This is a screen still from Chernobyl. A tape recorder, a bloodied handkerchief, and an empty glass sit on a table in the center of the frame.

From the outside, a Soviet-produced war film Come and See would seem like a completely unrelated experience to an American-produced disaster miniseries. However, examining the opening reveals some unique similarities. Taking place in 1943 Belorussia, Come and See opens with an old man yelling off in the distance at two boys who are digging in a desolate field.  Director Elem Klimov films the Old Man in an awkward close-up of the back of his head as he’s yelling off into the distance with the boys nowhere to be seen. A cut to a wide shot reveals not only a riding crop in the Old Man’s hands but a change in his words. Mixed in with his outbursts about them being brats, the Old Man alludes to an unseen malevolent force by saying they can’t hide from “them” now. Klimov then cuts to reveal the youngest of the boys as he walks toward the camera looking straight at it, face covered in soot, pretending to be a snarling German soldier. The kid might be playing pretend but his intensity and the way KIimov films make him terrifying. Even a reverse shot of the older kid, Flyora (Aleksey Kravchenko), laughing at him fails to ease the tension. The scene continues with awkward close-ups of the boys as they dig for a gun amidst the scraps of army equipment and hide from unseen vehicles. Unlike Chernobyl, the scene contains no suicide or any violence of any kind, but the result is one of the most uncomfortable openings in film history.

Data supplied:
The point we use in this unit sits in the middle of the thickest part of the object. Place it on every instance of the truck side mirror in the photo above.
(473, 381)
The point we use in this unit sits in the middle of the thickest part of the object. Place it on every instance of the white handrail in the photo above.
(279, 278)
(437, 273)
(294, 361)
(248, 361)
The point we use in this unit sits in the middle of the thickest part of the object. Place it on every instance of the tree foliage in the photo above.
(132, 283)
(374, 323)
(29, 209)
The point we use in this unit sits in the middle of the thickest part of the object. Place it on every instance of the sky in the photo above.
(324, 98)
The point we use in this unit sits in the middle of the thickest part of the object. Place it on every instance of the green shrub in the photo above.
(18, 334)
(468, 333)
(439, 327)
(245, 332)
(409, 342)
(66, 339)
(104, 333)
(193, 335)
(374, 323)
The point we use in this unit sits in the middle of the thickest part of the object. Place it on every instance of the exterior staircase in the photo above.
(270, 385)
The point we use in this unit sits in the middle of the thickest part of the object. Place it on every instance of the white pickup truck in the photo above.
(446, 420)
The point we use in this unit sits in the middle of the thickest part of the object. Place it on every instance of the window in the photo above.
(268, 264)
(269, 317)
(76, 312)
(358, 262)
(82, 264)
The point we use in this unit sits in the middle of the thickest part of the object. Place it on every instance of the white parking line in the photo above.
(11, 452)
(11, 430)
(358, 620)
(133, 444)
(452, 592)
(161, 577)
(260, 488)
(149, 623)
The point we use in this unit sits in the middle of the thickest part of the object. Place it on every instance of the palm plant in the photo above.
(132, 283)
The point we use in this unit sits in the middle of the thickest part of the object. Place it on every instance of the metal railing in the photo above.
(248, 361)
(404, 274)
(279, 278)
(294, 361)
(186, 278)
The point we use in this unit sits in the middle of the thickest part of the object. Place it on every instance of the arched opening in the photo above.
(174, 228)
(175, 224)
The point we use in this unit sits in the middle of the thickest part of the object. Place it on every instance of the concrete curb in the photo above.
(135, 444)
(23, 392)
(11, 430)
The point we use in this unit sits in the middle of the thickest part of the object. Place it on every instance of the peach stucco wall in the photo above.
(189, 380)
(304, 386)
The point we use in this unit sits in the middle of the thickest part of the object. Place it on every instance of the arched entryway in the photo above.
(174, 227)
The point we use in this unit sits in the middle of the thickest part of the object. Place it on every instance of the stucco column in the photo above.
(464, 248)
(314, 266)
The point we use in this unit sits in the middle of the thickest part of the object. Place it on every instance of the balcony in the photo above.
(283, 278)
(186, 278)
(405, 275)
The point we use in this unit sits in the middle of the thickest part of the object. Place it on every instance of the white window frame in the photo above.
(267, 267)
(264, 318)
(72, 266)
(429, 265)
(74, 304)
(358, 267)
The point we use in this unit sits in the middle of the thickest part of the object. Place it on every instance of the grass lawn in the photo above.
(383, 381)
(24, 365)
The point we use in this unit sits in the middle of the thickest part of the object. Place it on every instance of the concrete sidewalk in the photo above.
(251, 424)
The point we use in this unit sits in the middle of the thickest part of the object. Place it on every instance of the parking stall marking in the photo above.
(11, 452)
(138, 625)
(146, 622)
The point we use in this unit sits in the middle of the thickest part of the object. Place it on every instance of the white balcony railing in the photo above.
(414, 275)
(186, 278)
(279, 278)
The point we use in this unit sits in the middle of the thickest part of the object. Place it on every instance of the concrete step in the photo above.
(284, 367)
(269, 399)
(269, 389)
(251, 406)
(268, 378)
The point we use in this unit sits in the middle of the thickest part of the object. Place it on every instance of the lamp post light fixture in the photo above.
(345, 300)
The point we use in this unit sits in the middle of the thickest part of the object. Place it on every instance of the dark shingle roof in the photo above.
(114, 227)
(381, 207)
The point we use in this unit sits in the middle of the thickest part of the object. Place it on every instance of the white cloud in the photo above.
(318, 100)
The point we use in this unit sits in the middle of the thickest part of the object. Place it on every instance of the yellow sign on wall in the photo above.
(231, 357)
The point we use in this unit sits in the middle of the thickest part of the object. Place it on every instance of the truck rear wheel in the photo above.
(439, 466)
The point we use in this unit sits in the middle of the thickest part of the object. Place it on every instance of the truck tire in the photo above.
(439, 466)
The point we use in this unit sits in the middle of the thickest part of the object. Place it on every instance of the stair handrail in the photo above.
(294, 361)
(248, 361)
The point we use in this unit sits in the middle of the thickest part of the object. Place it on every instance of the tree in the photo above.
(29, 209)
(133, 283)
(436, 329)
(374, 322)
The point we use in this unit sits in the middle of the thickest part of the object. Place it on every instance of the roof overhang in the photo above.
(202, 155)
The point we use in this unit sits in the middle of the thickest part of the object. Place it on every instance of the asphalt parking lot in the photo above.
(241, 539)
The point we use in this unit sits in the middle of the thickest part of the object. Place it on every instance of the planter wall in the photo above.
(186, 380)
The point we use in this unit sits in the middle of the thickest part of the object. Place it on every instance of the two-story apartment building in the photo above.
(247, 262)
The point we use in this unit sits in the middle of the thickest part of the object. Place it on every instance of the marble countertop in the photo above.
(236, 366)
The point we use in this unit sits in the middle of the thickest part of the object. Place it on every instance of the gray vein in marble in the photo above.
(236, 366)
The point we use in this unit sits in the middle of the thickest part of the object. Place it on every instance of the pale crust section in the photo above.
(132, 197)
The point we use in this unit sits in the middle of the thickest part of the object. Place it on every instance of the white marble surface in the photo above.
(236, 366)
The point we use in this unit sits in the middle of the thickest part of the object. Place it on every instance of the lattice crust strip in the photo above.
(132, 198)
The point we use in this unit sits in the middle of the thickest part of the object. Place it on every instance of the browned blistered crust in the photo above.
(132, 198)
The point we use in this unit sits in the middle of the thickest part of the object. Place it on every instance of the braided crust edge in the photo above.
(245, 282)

Work required: In the passage about the opening of Come and See, what objects sit on the table in the screen still from Chernobyl? List every one. The rows have nothing to do with this.

Written solution:
- A tape recorder
- A bloodied handkerchief
- An empty glass